Text segment:
Electronic banking in Germany has two pillars.  The first is the existence of universally accepted standards for payment transactions and statements, payments based on DTA standard with or without Edifact elements, and statements on DTA standard or a SWIFT MT940 populated to a strict standard.

The second pillar is the Bank Communication Standard or BCS, allowing high-speed and cheap communications between customer and bank.

The Multicash system – sponsored by the German banks in general but most enthusiastically by the smaller banks – allows the customer to connect to BCS and transact with multiple banks.  The larger banks with their own offerings are compelled to integrate to Multicash, to offer it themselves as an alternative to their own systems for certain market segments, or at least to support all the same standards in their proprietary products as exist in Multicash.  Multicash exists in a Windows version – often operating almost unseen and in tight integration with the user’s accounting and reconciliation – and a browser version.  Users can enjoy very high automation of day-to-day processes.  For larger users, host-to-host and file transfer applications are common – but run to the same standards.

Entries from a dataset:
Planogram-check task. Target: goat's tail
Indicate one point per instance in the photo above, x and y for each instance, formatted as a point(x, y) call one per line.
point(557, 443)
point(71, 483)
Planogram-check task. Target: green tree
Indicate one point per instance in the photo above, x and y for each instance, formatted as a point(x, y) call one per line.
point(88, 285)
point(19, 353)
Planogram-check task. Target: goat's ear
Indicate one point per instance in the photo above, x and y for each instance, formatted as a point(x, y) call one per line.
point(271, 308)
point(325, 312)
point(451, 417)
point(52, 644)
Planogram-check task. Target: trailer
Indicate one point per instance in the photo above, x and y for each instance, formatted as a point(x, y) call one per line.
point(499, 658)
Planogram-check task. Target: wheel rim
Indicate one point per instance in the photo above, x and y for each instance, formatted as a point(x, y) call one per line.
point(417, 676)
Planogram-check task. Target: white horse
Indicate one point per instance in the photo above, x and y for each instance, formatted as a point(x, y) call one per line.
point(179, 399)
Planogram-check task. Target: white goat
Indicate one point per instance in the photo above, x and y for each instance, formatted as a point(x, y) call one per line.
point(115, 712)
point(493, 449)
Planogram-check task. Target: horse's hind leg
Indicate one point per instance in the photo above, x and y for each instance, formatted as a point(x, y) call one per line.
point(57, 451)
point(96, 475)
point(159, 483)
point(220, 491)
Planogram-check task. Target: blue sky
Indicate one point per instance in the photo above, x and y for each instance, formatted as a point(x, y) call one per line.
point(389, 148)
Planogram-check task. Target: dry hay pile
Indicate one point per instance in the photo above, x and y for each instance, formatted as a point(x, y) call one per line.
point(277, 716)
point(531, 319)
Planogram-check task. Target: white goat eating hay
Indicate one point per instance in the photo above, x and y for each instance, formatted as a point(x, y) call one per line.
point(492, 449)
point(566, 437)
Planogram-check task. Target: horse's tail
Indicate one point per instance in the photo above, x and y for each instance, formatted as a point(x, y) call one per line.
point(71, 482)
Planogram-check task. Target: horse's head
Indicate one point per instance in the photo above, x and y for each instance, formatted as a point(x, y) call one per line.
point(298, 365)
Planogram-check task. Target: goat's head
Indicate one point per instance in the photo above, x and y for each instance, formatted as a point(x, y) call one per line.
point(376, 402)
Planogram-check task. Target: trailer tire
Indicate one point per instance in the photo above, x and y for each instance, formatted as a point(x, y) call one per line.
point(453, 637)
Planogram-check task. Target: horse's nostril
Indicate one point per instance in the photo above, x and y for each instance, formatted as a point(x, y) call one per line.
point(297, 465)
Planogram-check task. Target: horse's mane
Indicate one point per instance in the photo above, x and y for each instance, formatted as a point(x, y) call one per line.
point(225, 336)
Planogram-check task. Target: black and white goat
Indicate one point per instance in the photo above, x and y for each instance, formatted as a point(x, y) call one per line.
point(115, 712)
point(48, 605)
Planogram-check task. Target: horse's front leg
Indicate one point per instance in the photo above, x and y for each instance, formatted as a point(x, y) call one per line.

Objectives:
**1)** Reproduce the passage on German electronic banking from "The Multicash system" up to and including "the same standards.".
**2)** Does the passage on German electronic banking support each statement below? Answer yes or no for each, and quote the words from the passage that decide it.
(a) The Bank Communication Standard allows high-speed and cheap communications between customer and bank.
(b) Multicash is available only as a browser version.
(c) Host-to-host and file transfer applications for larger users run to different standards.

Exercise answers:
**1)**
The Multicash system – sponsored by the German banks in general but most enthusiastically by the smaller banks – allows the customer to connect to BCS and transact with multiple banks.  The larger banks with their own offerings are compelled to integrate to Multicash, to offer it themselves as an alternative to their own systems for certain market segments, or at least to support all the same standards in their proprietary products as exist in Multicash.  Multicash exists in a Windows version – often operating almost unseen and in tight integration with the user’s accounting and reconciliation – and a browser version.  Users can enjoy very high automation of day-to-day processes.  For larger users, host-to-host and file transfer applications are common – but run to the same standards.

**2)**
(a) Yes: "the Bank Communication Standard or BCS, allowing high-speed and cheap communications between customer and bank"
(b) No: "Multicash exists in a Windows version"
(c) No: "host-to-host and file transfer applications are common – but run to the same standards"